* [What the task requires] Print all the records below, word for word and in full.

──────── Records for this task

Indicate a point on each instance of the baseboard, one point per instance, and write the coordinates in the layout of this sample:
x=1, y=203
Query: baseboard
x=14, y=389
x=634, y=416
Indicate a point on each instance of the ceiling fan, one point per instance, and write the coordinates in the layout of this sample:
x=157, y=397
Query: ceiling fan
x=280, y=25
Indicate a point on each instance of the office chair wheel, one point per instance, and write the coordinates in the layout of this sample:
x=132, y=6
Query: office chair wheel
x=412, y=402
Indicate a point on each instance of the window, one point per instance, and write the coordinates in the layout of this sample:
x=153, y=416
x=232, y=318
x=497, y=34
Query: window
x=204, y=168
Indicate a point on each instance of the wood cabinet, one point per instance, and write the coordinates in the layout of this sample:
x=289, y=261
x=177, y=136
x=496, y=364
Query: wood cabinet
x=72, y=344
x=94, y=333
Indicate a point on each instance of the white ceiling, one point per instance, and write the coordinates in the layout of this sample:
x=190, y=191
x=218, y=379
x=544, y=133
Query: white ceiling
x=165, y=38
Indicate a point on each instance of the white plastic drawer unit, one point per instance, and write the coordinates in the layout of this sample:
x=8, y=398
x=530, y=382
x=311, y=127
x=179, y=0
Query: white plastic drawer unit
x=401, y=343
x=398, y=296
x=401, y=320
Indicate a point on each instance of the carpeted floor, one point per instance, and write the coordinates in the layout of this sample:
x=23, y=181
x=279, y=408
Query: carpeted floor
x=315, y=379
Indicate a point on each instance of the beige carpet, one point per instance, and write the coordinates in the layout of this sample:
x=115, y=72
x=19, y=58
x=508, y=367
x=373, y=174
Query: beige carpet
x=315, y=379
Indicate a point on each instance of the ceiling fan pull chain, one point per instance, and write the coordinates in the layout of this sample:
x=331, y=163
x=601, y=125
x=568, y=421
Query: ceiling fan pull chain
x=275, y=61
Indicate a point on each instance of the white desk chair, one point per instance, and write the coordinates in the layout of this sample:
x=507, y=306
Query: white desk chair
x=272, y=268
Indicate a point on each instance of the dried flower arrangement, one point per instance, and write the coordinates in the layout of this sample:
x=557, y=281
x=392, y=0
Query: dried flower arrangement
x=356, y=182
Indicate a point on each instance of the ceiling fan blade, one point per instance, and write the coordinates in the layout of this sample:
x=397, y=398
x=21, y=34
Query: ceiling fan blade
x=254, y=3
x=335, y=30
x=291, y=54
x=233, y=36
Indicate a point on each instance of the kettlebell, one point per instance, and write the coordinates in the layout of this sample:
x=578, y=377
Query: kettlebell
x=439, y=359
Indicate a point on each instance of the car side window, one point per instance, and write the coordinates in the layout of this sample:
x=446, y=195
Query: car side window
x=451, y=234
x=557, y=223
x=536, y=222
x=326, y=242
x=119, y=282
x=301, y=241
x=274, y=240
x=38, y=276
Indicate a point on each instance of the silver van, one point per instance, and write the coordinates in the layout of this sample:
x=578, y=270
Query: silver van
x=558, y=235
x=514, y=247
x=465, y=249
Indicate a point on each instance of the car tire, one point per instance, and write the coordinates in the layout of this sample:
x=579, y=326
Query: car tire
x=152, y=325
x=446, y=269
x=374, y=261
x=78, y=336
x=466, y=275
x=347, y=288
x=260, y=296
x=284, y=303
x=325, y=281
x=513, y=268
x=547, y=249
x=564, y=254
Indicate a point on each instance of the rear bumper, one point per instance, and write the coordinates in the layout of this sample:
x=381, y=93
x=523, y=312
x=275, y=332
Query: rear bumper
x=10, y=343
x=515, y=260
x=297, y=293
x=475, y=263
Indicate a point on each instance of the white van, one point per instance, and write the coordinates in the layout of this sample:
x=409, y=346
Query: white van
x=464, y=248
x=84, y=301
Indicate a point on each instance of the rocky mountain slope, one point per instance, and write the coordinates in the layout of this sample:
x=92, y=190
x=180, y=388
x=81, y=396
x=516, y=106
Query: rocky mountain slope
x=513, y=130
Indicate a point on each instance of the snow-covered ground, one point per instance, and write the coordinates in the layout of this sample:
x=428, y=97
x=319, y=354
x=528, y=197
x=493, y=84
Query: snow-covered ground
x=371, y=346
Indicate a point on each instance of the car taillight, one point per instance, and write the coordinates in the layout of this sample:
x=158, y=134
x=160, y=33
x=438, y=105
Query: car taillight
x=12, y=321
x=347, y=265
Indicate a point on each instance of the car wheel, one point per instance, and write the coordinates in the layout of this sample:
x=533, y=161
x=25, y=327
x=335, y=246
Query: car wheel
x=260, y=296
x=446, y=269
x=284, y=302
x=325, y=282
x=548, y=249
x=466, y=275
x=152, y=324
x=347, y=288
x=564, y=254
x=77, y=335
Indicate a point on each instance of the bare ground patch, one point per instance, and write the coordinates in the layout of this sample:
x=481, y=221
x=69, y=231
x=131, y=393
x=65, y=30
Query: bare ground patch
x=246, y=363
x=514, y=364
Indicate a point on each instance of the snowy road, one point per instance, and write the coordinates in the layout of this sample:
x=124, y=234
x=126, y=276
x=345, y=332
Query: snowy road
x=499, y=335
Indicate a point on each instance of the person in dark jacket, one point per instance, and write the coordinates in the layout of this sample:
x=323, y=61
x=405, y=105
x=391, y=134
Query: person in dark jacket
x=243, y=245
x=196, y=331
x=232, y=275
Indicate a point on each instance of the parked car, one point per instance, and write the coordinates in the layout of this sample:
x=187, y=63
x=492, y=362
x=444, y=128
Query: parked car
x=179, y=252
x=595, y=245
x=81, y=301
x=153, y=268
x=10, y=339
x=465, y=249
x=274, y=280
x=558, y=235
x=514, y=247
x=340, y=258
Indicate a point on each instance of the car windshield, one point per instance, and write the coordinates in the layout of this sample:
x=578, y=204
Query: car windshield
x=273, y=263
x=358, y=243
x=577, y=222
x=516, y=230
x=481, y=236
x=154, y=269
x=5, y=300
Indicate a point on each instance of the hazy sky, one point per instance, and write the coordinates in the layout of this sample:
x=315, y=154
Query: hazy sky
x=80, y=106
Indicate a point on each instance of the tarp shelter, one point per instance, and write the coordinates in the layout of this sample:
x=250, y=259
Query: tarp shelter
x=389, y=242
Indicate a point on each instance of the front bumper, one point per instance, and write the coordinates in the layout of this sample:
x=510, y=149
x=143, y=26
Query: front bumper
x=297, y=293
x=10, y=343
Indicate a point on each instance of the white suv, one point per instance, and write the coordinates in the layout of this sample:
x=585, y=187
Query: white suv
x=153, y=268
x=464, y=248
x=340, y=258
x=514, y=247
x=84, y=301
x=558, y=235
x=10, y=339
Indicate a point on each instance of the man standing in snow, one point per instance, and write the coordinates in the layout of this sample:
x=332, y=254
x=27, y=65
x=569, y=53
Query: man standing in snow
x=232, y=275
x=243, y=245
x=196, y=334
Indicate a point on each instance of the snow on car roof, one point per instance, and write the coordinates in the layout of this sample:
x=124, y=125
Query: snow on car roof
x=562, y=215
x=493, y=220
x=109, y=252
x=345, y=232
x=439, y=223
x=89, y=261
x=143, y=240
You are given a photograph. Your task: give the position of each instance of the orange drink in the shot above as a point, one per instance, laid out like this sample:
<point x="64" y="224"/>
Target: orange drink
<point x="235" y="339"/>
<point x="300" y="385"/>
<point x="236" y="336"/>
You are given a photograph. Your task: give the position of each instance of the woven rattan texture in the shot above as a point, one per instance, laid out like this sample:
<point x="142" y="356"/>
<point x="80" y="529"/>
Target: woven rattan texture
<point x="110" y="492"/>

────────────────

* [Reply to the task]
Indicate a point on each instance of the baseboard, one point per instance, and write the coordinates in the layout of this sample:
x=1, y=203
Query: baseboard
x=14, y=389
x=634, y=416
Indicate a point on each instance of the ceiling fan, one point per instance, and write the coordinates in the layout of this sample:
x=157, y=397
Query: ceiling fan
x=280, y=25
Indicate a point on each instance of the office chair wheel, one point per instance, and write the coordinates in the layout of this sample:
x=132, y=6
Query: office chair wheel
x=412, y=402
Indicate a point on each instance of the window, one point per instance, and write the coordinates in the layout of this sample:
x=153, y=416
x=232, y=318
x=497, y=34
Query: window
x=204, y=168
Indicate a point on each instance of the wood cabinet, one point per instance, and write the coordinates in the layout of this sample:
x=289, y=261
x=177, y=136
x=496, y=364
Query: wood cabinet
x=72, y=344
x=94, y=333
Indicate a point on each instance of the white ceiling, one point per instance, and write the coordinates in the layout of this sample:
x=190, y=191
x=218, y=379
x=544, y=133
Query: white ceiling
x=165, y=38
Indicate a point on each instance of the white plastic drawer unit, one point per instance, and write the coordinates in the layout of this sample:
x=8, y=398
x=530, y=382
x=311, y=127
x=179, y=0
Query: white plastic drawer unit
x=401, y=343
x=398, y=296
x=401, y=320
Indicate a point on each instance of the carpeted floor, one point per instance, and write the coordinates in the layout of this sample:
x=23, y=181
x=279, y=408
Query: carpeted floor
x=315, y=379
Indicate a point on each instance of the beige carpet, one point per instance, and write the coordinates in the layout of this sample:
x=115, y=72
x=19, y=58
x=508, y=367
x=373, y=174
Query: beige carpet
x=315, y=379
Indicate a point on each instance of the ceiling fan pull chain, one point per instance, and write the coordinates in the layout of this sample:
x=331, y=163
x=601, y=125
x=568, y=421
Query: ceiling fan pull chain
x=275, y=61
Indicate a point on each instance of the white desk chair, one point per instance, and write the coordinates in the layout of this sample:
x=507, y=306
Query: white desk chair
x=272, y=268
Indicate a point on each instance of the dried flower arrangement, one point per instance, and write the coordinates in the layout of this sample:
x=557, y=281
x=392, y=0
Query: dried flower arrangement
x=356, y=182
Indicate a point on each instance of the ceiling fan blade, one point per instance, and write the coordinates in the layout of this sample:
x=397, y=398
x=21, y=34
Query: ceiling fan blade
x=254, y=3
x=335, y=30
x=291, y=54
x=233, y=36
Indicate a point on each instance of the kettlebell, one point per instance, and write the coordinates in the layout of this sample:
x=578, y=377
Query: kettlebell
x=439, y=359
Indicate a point on each instance of the car side window, one point per instance, and write the coordinates in the layout of this sample:
x=446, y=195
Query: car side window
x=451, y=234
x=557, y=223
x=536, y=222
x=326, y=242
x=119, y=282
x=301, y=241
x=274, y=240
x=38, y=276
Indicate a point on each instance of the silver van, one point per instance, and write the coordinates in the layout of this sample:
x=578, y=270
Query: silver van
x=558, y=235
x=514, y=247
x=465, y=249
Indicate a point on each instance of the car tire, one point per instance, and write the coordinates in the layout of this sample:
x=579, y=326
Query: car tire
x=152, y=325
x=446, y=269
x=374, y=261
x=78, y=336
x=466, y=275
x=347, y=288
x=260, y=296
x=284, y=303
x=325, y=281
x=513, y=268
x=547, y=249
x=564, y=254
Indicate a point on each instance of the rear bumper, one point per instance, and write the coordinates in the layout of this sample:
x=381, y=93
x=523, y=312
x=275, y=332
Query: rear bumper
x=10, y=343
x=515, y=260
x=297, y=293
x=475, y=263
Indicate a point on each instance of the white van, one point per instance, and write the coordinates in the layout of this sample:
x=409, y=346
Query: white van
x=464, y=248
x=84, y=301
Indicate a point on each instance of the rocky mountain slope, one point per instance, and write the coordinates in the layout of this sample:
x=92, y=190
x=180, y=388
x=81, y=396
x=516, y=106
Query: rocky mountain slope
x=513, y=130
Indicate a point on each instance of the snow-covered ground, one point per instance, and write the coordinates in the layout of this sample:
x=428, y=97
x=319, y=354
x=528, y=197
x=493, y=84
Query: snow-covered ground
x=371, y=346
Indicate a point on each instance of the car taillight, one point per instance, and write the coordinates in the layout of this sample:
x=158, y=134
x=160, y=33
x=438, y=105
Query: car taillight
x=12, y=321
x=347, y=265
Indicate a point on each instance of the car wheel, one point per instance, and write the coordinates in the layout of this sample:
x=533, y=161
x=25, y=327
x=335, y=246
Query: car wheel
x=260, y=296
x=446, y=269
x=284, y=302
x=325, y=282
x=548, y=249
x=466, y=275
x=152, y=324
x=347, y=288
x=564, y=254
x=77, y=335
Indicate a point on each instance of the bare ground patch, one point per instance, and write the coordinates in the layout of this sample:
x=481, y=221
x=69, y=231
x=131, y=393
x=65, y=30
Query: bare ground patch
x=246, y=363
x=514, y=364
Indicate a point on each instance of the snowy road, one point per instance, and write the coordinates in the layout of this sample:
x=124, y=234
x=126, y=276
x=345, y=332
Query: snowy road
x=499, y=335
Indicate a point on each instance of the person in dark jacket, one point per instance, and write the coordinates in the layout of this sample:
x=323, y=61
x=405, y=105
x=391, y=134
Query: person in dark jacket
x=243, y=245
x=196, y=331
x=232, y=275
Indicate a point on each instance of the parked car, one point per instance, and write the coordinates in the layout of this sample:
x=187, y=63
x=492, y=362
x=444, y=128
Query: parked car
x=179, y=252
x=595, y=245
x=81, y=301
x=153, y=268
x=10, y=339
x=465, y=249
x=274, y=280
x=558, y=235
x=514, y=247
x=340, y=258
Indicate a point on each instance of the car windshield, one point per instance, and write the coordinates in the layout of this sample:
x=578, y=204
Query: car windshield
x=273, y=263
x=358, y=243
x=577, y=222
x=516, y=230
x=481, y=236
x=154, y=269
x=5, y=300
Indicate a point on each instance of the hazy sky, one point per instance, and write the coordinates in the layout of this sample:
x=315, y=154
Query: hazy sky
x=80, y=106
Indicate a point on each instance of the tarp shelter, one point per instance, and write the coordinates in the layout of this sample:
x=250, y=259
Query: tarp shelter
x=389, y=242
Indicate a point on each instance of the front bumper, one point per instance, and write the coordinates in the layout of this sample:
x=510, y=149
x=143, y=26
Query: front bumper
x=297, y=293
x=10, y=343
Indicate a point on each instance of the white suv, one point per instance, and write the coordinates in the layout of this sample:
x=585, y=187
Query: white suv
x=153, y=268
x=464, y=248
x=340, y=258
x=514, y=247
x=84, y=301
x=558, y=235
x=10, y=339
Indicate a point on each instance of the man standing in snow, one point per instance, and write the coordinates in the layout of this sample:
x=332, y=254
x=27, y=65
x=569, y=53
Query: man standing in snow
x=232, y=275
x=243, y=245
x=196, y=334
Indicate a point on each instance of the snow on car roof, one point per instance, and write the coordinates in the layout of this sample:
x=124, y=125
Query: snow on car roof
x=562, y=215
x=493, y=220
x=109, y=252
x=345, y=232
x=439, y=223
x=89, y=261
x=143, y=240
You are given a photograph. Your task: give the position of each instance of the orange drink in the shot above as a point, one per instance, laid out like this sample:
<point x="64" y="224"/>
Target: orange drink
<point x="235" y="339"/>
<point x="300" y="385"/>
<point x="236" y="336"/>
You are given a photograph. Your task: give the position of each instance of the woven rattan texture in the shot above as a point, one per instance, laid out like this sample:
<point x="142" y="356"/>
<point x="80" y="529"/>
Target: woven rattan texture
<point x="110" y="492"/>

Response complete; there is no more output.